▶ [Work instructions]: Which rows contain the word "resolution" with the same capitalization? Copy out each of those rows in full.
※
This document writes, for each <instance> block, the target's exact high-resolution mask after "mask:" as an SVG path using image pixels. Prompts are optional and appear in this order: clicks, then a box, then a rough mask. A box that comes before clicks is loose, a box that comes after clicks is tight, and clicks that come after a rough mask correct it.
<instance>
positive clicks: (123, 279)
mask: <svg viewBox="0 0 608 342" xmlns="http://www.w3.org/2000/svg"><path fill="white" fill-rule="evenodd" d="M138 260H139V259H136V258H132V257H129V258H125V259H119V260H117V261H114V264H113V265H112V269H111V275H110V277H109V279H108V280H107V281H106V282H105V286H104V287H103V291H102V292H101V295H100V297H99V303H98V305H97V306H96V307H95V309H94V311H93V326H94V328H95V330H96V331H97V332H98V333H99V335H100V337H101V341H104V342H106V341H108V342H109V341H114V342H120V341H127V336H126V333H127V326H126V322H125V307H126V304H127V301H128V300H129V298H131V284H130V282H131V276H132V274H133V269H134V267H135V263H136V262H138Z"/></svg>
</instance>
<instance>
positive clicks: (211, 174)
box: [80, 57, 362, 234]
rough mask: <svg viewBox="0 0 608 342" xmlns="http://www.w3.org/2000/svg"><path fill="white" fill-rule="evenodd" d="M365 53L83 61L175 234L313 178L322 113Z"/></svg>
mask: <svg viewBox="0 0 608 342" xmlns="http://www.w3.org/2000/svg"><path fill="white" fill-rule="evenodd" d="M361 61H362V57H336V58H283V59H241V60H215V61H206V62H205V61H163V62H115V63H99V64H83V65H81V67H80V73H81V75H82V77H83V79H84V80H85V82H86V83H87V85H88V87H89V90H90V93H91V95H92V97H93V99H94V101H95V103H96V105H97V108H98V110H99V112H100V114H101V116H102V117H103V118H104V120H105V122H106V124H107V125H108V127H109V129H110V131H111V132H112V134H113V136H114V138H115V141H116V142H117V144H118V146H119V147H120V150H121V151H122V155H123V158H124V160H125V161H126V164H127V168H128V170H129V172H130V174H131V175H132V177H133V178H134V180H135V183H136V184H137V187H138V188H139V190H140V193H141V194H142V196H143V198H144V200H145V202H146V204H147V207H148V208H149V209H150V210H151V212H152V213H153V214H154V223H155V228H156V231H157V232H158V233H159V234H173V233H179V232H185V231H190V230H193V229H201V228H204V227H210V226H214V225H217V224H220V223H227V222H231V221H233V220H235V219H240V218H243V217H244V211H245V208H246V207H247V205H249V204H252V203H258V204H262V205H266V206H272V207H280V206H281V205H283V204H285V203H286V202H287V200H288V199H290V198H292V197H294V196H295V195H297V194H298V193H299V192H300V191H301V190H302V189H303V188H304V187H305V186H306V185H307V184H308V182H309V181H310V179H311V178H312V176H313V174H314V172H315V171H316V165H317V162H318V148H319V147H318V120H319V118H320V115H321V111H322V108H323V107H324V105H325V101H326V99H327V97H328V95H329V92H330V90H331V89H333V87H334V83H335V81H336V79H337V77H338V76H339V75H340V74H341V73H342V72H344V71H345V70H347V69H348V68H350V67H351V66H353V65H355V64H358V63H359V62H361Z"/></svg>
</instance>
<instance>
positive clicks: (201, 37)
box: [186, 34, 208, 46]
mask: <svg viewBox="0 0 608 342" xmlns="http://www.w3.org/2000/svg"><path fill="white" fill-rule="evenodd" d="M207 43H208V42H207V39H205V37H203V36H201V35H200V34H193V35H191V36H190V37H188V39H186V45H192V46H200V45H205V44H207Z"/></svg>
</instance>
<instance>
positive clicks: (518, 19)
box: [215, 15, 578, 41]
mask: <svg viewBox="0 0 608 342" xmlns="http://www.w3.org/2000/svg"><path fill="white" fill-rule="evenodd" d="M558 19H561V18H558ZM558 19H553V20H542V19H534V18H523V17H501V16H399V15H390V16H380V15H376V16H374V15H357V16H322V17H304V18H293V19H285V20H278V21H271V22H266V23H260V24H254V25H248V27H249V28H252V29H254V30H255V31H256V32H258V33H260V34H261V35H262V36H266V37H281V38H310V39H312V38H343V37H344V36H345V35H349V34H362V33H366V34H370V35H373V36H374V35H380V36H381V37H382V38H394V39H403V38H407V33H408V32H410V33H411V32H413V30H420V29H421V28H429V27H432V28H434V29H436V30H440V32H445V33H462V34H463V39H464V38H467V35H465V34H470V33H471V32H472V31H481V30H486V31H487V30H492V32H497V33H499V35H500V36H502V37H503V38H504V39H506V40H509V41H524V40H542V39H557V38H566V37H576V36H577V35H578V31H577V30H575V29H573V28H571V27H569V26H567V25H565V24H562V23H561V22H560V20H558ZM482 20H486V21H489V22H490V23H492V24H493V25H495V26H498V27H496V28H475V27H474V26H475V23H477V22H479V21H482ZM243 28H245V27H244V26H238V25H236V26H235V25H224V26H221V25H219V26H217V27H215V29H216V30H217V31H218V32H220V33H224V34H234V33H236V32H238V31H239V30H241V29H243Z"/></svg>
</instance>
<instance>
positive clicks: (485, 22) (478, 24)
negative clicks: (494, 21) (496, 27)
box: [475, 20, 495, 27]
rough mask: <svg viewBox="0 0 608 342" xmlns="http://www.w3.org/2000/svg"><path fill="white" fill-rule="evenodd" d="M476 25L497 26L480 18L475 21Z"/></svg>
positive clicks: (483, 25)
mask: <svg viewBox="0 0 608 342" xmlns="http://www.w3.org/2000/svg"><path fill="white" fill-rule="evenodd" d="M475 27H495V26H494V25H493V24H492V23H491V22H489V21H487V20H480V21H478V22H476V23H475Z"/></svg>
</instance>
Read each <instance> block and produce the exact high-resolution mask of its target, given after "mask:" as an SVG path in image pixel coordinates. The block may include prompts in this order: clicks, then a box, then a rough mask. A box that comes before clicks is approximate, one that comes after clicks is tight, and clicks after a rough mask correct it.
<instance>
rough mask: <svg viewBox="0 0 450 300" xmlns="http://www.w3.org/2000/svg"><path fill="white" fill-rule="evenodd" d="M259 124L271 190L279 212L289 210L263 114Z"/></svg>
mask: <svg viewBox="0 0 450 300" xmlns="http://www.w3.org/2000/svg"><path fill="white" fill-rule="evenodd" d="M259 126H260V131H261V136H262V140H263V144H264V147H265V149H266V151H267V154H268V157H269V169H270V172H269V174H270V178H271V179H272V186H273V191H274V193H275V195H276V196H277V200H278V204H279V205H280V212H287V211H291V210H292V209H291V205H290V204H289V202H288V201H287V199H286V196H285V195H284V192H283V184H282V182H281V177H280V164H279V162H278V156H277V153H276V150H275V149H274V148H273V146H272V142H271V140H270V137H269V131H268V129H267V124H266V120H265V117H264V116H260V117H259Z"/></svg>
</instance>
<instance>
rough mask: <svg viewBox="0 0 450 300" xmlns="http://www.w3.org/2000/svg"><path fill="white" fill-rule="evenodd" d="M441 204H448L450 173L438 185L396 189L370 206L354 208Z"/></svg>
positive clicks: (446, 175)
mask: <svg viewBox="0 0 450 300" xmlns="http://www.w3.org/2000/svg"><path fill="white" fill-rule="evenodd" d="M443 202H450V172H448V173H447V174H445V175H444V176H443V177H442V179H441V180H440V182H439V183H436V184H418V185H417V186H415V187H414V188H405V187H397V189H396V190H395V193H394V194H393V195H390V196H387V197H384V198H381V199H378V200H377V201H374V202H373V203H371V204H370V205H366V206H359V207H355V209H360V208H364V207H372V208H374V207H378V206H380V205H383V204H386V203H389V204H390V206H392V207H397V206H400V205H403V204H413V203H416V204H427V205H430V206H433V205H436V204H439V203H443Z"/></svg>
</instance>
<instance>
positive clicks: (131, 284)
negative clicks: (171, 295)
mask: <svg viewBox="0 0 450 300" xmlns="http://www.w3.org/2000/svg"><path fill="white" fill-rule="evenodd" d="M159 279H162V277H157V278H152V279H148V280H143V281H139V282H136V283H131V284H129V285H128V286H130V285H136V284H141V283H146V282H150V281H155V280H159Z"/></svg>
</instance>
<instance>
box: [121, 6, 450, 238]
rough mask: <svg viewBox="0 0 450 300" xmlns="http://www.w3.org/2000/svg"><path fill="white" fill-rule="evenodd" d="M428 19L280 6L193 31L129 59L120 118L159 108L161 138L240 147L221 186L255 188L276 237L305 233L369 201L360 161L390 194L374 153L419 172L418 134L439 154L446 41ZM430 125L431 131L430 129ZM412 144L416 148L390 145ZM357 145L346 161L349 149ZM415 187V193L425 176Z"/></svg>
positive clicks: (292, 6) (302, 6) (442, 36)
※
▶ [Answer to the problem]:
This document writes, for each <instance> block, the target's exact high-resolution mask after "mask:" as an SVG path using image pixels. Prompts are optional and appear in this order: clicks, then a box, then a rough mask. A box that comes before clicks is loose, a box that comes after clicks is tight, and clicks that come after a rough mask correct it.
Read each <instance> block and produce the exact high-resolution mask of its target, given after "mask:" as an SVG path in image pixel coordinates. The block may include prompts in this order: clicks, then a box, then a rough mask. A box that comes before clicks is approximate, one that comes after clicks is tight, and clicks after a rough mask correct it.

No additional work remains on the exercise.